* BEGIN RECORDS *

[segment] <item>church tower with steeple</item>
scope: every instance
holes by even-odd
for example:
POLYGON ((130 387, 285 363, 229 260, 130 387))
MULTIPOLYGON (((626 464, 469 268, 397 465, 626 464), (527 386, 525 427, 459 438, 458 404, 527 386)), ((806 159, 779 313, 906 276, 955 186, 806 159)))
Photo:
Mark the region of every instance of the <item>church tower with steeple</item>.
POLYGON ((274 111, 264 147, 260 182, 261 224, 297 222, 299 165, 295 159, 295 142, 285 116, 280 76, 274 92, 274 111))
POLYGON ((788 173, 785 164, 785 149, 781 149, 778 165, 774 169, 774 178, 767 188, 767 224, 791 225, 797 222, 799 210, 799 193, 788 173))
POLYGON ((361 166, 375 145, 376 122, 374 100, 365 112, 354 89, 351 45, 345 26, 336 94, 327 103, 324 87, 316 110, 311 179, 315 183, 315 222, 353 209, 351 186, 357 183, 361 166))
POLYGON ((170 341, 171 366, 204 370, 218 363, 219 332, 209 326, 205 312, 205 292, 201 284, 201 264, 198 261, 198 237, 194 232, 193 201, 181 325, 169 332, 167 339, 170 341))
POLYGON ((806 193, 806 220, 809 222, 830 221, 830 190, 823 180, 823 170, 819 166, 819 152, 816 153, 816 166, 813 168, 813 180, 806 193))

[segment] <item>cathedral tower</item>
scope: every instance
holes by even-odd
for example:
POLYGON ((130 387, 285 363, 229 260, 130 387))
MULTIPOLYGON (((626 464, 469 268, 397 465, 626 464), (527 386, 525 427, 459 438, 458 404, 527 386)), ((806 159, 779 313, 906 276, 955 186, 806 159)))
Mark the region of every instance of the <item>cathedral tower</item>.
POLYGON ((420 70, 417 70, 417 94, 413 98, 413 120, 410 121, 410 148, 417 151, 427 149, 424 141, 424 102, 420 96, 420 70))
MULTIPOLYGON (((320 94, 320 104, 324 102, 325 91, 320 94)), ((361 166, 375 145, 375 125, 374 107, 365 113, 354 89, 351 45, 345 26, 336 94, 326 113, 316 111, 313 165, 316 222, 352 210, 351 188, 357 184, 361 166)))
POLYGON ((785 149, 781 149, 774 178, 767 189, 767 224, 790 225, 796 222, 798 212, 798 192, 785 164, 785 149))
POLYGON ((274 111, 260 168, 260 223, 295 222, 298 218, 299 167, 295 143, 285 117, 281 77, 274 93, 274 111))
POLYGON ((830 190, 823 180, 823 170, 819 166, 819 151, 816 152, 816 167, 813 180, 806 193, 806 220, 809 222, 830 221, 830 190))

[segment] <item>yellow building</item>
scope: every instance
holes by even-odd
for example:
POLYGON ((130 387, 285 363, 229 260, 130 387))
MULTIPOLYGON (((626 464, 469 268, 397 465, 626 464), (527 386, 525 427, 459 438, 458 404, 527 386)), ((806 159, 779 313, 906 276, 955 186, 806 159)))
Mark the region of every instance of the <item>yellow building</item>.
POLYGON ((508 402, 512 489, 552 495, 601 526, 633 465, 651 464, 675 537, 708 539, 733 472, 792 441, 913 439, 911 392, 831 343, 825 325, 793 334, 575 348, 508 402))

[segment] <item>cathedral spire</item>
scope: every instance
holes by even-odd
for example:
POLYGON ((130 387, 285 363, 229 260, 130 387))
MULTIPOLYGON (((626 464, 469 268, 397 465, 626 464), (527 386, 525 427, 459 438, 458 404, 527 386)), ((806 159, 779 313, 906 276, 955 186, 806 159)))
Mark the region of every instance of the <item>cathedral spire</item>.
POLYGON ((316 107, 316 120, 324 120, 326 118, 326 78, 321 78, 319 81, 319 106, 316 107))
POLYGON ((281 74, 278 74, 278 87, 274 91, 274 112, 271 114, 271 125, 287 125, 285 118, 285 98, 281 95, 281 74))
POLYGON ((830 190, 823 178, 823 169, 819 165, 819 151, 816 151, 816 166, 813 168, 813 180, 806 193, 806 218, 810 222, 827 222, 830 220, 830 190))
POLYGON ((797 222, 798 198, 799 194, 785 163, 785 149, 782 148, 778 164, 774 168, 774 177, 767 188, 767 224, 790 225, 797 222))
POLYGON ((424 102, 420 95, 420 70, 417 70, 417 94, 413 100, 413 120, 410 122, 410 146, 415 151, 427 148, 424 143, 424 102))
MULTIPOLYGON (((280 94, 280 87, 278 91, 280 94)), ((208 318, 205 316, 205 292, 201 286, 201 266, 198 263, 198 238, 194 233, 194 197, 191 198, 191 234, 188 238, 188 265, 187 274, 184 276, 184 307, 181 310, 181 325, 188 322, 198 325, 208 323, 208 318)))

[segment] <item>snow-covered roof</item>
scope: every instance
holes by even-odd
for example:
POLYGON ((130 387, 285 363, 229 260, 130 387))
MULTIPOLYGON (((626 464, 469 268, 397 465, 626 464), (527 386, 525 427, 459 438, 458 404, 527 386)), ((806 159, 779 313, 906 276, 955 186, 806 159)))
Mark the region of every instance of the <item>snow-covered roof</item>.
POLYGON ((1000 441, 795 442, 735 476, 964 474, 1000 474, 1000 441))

* END RECORDS *

EXERCISE INSTRUCTIONS = Could you copy out the stretch of the material from the line containing "[segment] <item>yellow building</item>" through the line containing "POLYGON ((508 402, 512", keeping every character as it stands?

ANSWER TO THE TASK =
[segment] <item>yellow building</item>
scope: every instance
holes by even-odd
for example:
POLYGON ((130 387, 285 363, 229 260, 130 387))
MULTIPOLYGON (((626 464, 469 268, 397 465, 626 464), (527 386, 525 427, 459 438, 458 404, 527 386)), ((806 159, 779 313, 906 276, 955 186, 806 159)))
Mark the region of every instance of the <item>yellow building</item>.
POLYGON ((508 402, 512 489, 552 495, 601 526, 633 465, 651 464, 675 537, 708 539, 733 472, 792 441, 913 439, 911 392, 831 343, 825 325, 793 334, 575 348, 508 402))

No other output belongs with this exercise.